Page extract:
- - -
Chapter 1. Why Information Management Matters
In this first chapter, we will explore the concept of Information Management, how it has changed over time, and how it relates to other information-based activities across an organization. Understanding the essence of Information Management will lay the foundation for understanding Information Management Compliance (IMC).
Sink or Swim
In 2007, the digital universe (information created, captured, or replicated in digital form), was estimated to be 281 exabytes, or 281 billion gigabytes (GB).[2] For an estimated world population of 6.6 billion,[3] that is about 42.6 GB of data per person. About 210 billion e-mail messages are sent each day,[4] along with 32.2 billion instant messages.[5] The Radicati Group estimates that in 2008, a typical corporate e-mail account will send and receive about 18.5 MB of data per day. Forrester Research forecasts that the number of PCs worldwide will reach 2 billion by 2015. Exceptional growth is predicted in emerging markets, with a worldwide compound annual growth rate of more than 12 percent between 2003 and 2015.[6]
Information technology has become so commonplace in today's organizations that much of it is taken for granted. Some observers have even suggested that information technology and automation no longer offer "competitive advantage" because each competitor has essentially the same technology and level of automation.
- - -
What is asked: Reproduce word for word the part of the information management chapter starting with "Chapter 1. Why" and going on through "Management Compliance (IMC).".

Data shown:
- - -
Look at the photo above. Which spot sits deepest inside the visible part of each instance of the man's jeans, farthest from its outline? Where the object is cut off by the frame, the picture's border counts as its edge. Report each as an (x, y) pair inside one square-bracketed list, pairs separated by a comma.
- - -
Answer to this problem:
Chapter 1. Why Information Management Matters
In this first chapter, we will explore the concept of Information Management, how it has changed over time, and how it relates to other information-based activities across an organization. Understanding the essence of Information Management will lay the foundation for understanding Information Management Compliance (IMC).